**WHAT YOU WILL DO**
1. Copy the passage about life insurance verbatim, from the words "Friday, November 09, 2007" up to and including the words "after your passing.".
2. Continue the life insurance passage, picking up right after its final sentence.

Friday, November 09, 2007

Life Insurance

Unlike health insurance or auto insurance nobody ever wants to use life insurance. With family comes financial responsibility from that may exceed one's lifetime. Questions such as how much coverage is enough, what type of policy should be sought and whom the policy should be purchased through all get asked.

I have heard of a child described as a $400,000 mortgage. While one can argue with the figure, the order of magnitude is pretty close. If you have this kind of money sitting around, you don't need life insurance. If you don't, then you will want to consider the financial burden of your children on a surviving spouse or guardian after your passing.

Everybody would like to outlive their policies. This is what makes whole life and return of premium policies so enticing. It is a savings tool (albeit at a typically low interest rate) rather than money down the drain. Term policies are significantly cheaper and do provide a safety net at the time when its most important, when an unexpected death would have the greatest impact. The decision here is based on cash flow. If you have the money and your portfolio includes high yield products a whole life policy or return of premium policy is very reasonable.

Is life insurance a commodity? This is the question I am struggling to answer as I have applied for the same coverage through 3 different companies, with the quotes coming back at X, 1.5X and 1.7X In the world of contracts a 10% difference is cause for alarm.

**DATA SECTION**
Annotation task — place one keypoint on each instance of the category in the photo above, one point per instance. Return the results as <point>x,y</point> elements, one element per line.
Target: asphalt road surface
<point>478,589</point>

**PER-TASK OUTPUTS**
1.
Friday, November 09, 2007

Life Insurance

Unlike health insurance or auto insurance nobody ever wants to use life insurance. With family comes financial responsibility from that may exceed one's lifetime. Questions such as how much coverage is enough, what type of policy should be sought and whom the policy should be purchased through all get asked.

I have heard of a child described as a $400,000 mortgage. While one can argue with the figure, the order of magnitude is pretty close. If you have this kind of money sitting around, you don't need life insurance. If you don't, then you will want to consider the financial burden of your children on a surviving spouse or guardian after your passing.

2.
The first obvious question is the financial strength of the company, will they be around in 20 or 30 years. Moody's and S&P rate companies and a B+ rating is adequate.

What about customer service? I feel safer with my agent down the street than I do with my insurance broker tapping away on a keyboard somewhere.

Are there any gotcha's to be aware of? This will be a follow up post as my legally savvy wife reviews the insurance offers.

The process itself forces one to stare death in the face as your family medical history, your own medical histoy, current physical fitness and hobbies are examined to determine how likely you are to die in the coverage period. After the statistics are tallied, you receive a quote that begs the question why I am preferred rather than super-preferred. At the same time you know that the company is calculating if 100 people with the same life expectancy request a $1,000,000 30 year policy, how many can die before we lose money? OK, let's set the premium so that we make at least 12% return on assets and call it a day.